■ Text shown ■
— begin —

Analyzing the hand landmarks

In the previous section we did not analyze the actual content of each landmark as we focused on the representation of the landmarks in an image. In this section, we will take a closer look at the results we have obtained. So, the detection code will be the same, but now we will do some analysis on the landmarks. In particular, we are going to identify each hand point of the model and print the normalized and pixel coordinates (x an y in the pixel coordinates case) of each landmark.

We are not going to analyze in detail the z coordinate as, at the time of writing, the documentation is a bit vague, indicating that “the magnitude of z uses roughly the same scale as x” [4]. Nonetheless, the normalized value can be interesting to analyze the hand position as it gives us an ideia about how each point is positioned in relation with the others, in terms of depth.

Looking into the actual code, like before, we start by the module imports and the creation of the Hands object, followed by reading the image and calling the process method to get the landmarks.

import cv2
import mediapipe

drawingModule = mediapipe.solutions.drawing_utils
handsModule = mediapipe.solutions.hands

with handsModule.Hands(static_image_mode=True) as hands:
    image = cv2.imread("C:/Users/N/Desktop/hand.jpg")
    results = hands.process(cv2.cvtColor(image, cv2.COLOR_BGR2RGB))
    
    # Analysis of the landmarks

After this we will obtain the dimensions of the image we have read, so we can convert from normalized x and y coordinates to pixel coordinates. For more details on how to obtain the dimensions of an image represented as a numpy array, please check here.

— end —

Dataset items
— begin —

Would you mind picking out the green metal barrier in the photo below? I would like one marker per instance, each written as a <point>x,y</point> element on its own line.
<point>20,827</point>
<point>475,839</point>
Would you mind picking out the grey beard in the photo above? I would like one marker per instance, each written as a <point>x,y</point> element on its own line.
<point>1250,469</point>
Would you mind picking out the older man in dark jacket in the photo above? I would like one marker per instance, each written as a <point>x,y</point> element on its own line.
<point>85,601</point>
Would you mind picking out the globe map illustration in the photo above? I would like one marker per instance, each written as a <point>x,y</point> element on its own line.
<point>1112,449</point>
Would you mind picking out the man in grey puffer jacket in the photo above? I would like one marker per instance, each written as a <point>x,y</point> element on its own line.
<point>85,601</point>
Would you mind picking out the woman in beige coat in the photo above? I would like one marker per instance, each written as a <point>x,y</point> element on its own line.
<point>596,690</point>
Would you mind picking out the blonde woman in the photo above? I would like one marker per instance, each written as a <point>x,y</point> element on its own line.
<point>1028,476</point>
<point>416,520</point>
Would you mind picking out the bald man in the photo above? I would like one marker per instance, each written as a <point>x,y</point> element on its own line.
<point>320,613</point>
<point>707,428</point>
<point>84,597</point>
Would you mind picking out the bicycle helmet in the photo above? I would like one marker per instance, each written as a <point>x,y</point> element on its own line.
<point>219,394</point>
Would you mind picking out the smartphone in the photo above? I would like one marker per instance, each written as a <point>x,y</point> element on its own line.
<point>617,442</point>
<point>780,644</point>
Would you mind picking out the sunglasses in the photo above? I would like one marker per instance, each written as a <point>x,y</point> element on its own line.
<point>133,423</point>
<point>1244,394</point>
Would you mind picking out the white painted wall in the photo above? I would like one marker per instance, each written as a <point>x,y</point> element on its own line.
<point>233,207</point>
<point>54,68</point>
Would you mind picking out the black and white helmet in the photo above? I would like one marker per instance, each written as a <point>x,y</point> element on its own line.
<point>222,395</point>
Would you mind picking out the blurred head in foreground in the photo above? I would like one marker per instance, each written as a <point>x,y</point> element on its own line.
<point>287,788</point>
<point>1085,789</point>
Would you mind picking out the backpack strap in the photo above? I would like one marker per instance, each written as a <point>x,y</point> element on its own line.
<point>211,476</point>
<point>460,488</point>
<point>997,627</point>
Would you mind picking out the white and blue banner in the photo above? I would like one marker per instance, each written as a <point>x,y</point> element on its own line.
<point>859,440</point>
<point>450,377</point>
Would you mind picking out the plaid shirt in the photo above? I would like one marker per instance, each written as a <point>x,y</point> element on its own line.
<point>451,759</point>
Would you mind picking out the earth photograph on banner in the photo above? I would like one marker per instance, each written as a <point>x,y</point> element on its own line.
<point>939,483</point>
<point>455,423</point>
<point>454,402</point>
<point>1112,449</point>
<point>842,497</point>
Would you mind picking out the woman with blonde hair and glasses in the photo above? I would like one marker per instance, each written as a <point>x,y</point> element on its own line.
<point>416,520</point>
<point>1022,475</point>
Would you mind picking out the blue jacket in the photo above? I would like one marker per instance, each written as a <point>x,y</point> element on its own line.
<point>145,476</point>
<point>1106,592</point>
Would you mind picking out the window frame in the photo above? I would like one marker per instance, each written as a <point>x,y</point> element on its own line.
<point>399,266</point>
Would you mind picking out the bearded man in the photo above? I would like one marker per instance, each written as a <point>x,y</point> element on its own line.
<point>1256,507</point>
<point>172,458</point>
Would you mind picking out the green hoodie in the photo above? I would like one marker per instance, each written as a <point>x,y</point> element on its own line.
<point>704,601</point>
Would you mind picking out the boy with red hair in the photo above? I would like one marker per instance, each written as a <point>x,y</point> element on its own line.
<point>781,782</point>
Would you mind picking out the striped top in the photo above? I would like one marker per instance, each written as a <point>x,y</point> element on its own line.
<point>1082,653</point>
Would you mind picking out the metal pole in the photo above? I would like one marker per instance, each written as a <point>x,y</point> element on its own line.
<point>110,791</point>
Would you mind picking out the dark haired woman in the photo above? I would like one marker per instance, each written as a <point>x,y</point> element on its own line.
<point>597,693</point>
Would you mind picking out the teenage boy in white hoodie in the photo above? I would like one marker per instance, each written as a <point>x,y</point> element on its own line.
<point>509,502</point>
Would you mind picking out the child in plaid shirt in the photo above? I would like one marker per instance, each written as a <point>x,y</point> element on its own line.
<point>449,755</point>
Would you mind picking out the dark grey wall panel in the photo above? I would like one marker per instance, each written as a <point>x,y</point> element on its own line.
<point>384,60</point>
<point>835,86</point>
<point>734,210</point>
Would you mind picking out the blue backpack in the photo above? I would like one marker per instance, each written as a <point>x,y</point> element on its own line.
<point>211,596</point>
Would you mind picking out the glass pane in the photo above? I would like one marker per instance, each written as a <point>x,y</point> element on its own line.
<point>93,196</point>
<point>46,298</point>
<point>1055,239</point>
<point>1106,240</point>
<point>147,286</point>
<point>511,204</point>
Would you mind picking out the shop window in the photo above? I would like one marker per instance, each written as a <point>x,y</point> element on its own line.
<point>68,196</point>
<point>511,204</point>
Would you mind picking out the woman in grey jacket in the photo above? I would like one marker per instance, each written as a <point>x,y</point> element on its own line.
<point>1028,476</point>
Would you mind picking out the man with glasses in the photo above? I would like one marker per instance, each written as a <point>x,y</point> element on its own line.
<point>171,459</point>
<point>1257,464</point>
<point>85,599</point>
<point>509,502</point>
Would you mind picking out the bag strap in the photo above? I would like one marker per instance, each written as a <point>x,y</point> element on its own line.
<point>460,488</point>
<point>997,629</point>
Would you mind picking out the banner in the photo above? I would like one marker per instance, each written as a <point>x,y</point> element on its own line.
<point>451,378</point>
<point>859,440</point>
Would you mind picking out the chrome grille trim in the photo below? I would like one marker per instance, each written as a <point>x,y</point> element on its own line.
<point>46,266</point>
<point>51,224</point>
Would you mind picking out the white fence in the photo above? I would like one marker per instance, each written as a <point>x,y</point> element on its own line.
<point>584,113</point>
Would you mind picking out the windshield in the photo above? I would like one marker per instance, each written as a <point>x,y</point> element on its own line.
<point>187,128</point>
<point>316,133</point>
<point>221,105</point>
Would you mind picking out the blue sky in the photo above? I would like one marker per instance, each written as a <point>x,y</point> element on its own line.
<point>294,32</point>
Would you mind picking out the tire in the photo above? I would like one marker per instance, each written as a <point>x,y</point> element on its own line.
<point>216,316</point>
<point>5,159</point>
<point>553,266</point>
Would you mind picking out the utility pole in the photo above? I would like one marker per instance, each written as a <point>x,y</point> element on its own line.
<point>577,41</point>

— end —

■ Set task 1 ■
From the hand landmarks tutorial, repeat word for word the part that begins at the words "We are not going" and stops after the words "get the landmarks.".
■ Set task 2 ■
Answer these questions using the hand landmarks tutorial.
(a) Which two kinds of coordinates will be printed for each landmark?
(b) What method is called to get the landmarks?
(c) What is obtained from the image so that normalized x and y can be turned into pixel coordinates?
■ Set task 3 ■
Say whether each statement agrees with the hand landmarks tutorial, and quote the words that decide it.
(a) The detection code differs from the one in the previous section.
(b) The Hands object is created with static_image_mode set to True.
(c) The documentation says z uses roughly the same scale as x.
These entries were drawn from a different source than the text.

■ Written solution 1 ■
We are not going to analyze in detail the z coordinate as, at the time of writing, the documentation is a bit vague, indicating that “the magnitude of z uses roughly the same scale as x” [4]. Nonetheless, the normalized value can be interesting to analyze the hand position as it gives us an ideia about how each point is positioned in relation with the others, in terms of depth.

Looking into the actual code, like before, we start by the module imports and the creation of the Hands object, followed by reading the image and calling the process method to get the landmarks.

■ Written solution 2 ■
(a) Normalized coordinates and pixel coordinates (x and y in the pixel case).
(b) The process method.
(c) The dimensions of the image.

■ Written solution 3 ■
(a) No: "the detection code will be the same"
(b) Yes: "with handsModule.Hands(static_image_mode=True) as hands:"
(c) Yes: "the magnitude of z uses roughly the same scale as x"